### Stated problem
In the records below, locate the line containing "compact form (468,643)."; output that line and every following line through the last, exactly.

### Material for this task
* BEGIN *
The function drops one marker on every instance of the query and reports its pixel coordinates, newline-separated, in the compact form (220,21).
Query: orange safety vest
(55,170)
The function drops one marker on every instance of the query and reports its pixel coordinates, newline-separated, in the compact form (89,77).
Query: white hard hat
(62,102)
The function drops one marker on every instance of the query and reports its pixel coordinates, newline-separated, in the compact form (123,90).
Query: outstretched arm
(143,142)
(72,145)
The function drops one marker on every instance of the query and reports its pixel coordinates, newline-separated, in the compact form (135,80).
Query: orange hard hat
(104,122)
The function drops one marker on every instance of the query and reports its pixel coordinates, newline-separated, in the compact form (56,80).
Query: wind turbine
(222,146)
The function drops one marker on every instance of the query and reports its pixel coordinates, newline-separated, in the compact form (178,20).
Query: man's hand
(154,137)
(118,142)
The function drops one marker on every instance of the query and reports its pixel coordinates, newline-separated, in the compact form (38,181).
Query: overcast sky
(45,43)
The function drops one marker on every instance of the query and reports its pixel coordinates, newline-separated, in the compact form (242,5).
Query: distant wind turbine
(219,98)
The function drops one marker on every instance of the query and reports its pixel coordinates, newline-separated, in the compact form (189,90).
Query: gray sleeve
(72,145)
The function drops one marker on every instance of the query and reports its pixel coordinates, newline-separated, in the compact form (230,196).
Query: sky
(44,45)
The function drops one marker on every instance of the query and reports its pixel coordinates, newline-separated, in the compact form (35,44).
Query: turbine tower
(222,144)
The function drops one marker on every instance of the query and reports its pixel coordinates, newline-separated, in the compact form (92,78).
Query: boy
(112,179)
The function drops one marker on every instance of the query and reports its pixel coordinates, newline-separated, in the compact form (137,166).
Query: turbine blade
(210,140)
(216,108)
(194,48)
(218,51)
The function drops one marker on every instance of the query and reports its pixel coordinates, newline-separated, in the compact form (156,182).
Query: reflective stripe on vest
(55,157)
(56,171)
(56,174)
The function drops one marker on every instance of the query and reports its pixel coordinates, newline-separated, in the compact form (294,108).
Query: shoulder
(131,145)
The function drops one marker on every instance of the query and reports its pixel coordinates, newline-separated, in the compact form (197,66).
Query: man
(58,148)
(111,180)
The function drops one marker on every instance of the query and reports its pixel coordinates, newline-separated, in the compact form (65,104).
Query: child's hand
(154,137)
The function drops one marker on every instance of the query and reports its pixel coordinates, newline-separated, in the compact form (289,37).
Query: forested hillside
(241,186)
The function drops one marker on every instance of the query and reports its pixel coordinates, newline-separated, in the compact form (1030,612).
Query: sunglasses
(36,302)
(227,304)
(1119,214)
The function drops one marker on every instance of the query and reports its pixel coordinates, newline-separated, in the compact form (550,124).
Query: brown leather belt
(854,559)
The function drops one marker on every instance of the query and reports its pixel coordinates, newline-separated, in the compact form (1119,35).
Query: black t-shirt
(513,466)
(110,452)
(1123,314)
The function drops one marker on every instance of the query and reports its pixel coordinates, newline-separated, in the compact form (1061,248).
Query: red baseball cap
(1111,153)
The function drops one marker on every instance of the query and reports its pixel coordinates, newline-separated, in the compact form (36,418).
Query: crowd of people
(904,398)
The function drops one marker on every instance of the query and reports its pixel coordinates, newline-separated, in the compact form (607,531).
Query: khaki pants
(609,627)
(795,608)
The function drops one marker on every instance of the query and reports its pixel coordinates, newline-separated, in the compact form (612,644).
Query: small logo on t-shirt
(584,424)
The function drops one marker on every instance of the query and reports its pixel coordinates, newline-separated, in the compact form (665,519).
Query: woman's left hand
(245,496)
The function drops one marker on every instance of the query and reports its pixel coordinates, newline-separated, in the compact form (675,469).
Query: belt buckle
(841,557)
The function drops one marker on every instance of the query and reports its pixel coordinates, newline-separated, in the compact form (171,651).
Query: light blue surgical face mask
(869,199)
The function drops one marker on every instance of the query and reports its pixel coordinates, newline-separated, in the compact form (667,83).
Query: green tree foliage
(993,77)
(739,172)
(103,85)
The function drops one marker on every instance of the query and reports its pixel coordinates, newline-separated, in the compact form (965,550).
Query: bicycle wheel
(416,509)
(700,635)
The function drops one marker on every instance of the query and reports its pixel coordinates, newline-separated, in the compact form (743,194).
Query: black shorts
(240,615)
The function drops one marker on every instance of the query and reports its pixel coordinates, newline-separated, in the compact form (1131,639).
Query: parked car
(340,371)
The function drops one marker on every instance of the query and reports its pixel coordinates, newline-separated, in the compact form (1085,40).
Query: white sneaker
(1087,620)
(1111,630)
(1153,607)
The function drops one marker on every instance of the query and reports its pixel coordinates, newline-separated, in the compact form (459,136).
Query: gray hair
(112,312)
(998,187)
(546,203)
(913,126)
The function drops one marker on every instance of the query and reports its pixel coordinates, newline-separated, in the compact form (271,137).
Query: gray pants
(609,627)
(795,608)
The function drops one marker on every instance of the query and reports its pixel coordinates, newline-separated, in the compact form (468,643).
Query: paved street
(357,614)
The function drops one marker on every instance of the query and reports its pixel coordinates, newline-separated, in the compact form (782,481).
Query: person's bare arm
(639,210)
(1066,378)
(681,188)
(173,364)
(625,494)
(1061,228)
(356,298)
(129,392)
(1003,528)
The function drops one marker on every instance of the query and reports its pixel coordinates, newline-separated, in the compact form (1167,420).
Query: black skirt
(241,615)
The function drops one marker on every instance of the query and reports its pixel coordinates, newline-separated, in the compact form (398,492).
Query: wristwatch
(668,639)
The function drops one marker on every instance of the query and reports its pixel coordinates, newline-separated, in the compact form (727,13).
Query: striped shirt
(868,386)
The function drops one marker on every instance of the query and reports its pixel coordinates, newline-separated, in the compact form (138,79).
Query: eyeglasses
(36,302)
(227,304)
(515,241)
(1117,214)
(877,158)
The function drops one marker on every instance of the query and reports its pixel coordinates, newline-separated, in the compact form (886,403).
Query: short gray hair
* END *
### Exercise response
The function drops one marker on every instance of the query and reports its pixel coordinates, newline-separated, in the compact form (468,643).
Query: paved street
(357,614)
The function drops one marker on every instance of the query and reports its pixel coordinates, newline-separated, in the compact form (782,481).
Query: person's bare arm
(639,210)
(1066,378)
(681,188)
(173,364)
(625,494)
(1061,228)
(356,298)
(129,392)
(1003,528)
The function drops one marker on every instance of the query and reports its pixel coordinates, newline-separated, in the compact form (1167,420).
Query: black skirt
(241,615)
The function drops one marker on every instance of the query and reports its pixel coordinates, newline-separated, in the compact form (398,492).
Query: wristwatch
(668,639)
The function drops one marker on every instance of the query and reports its pixel coordinates, newline-separated, in the compact form (727,13).
Query: striped shirt
(868,386)
The function drops one marker on every instance of the query and reports its pixel coordinates, newline-separated, in the compact form (138,79).
Query: eyeglasses
(36,302)
(227,304)
(515,241)
(1117,214)
(877,158)
The function drops one marker on every instance of the query and reports its pixel coordinates, newline-separated, in the compact form (886,403).
Query: short gray hair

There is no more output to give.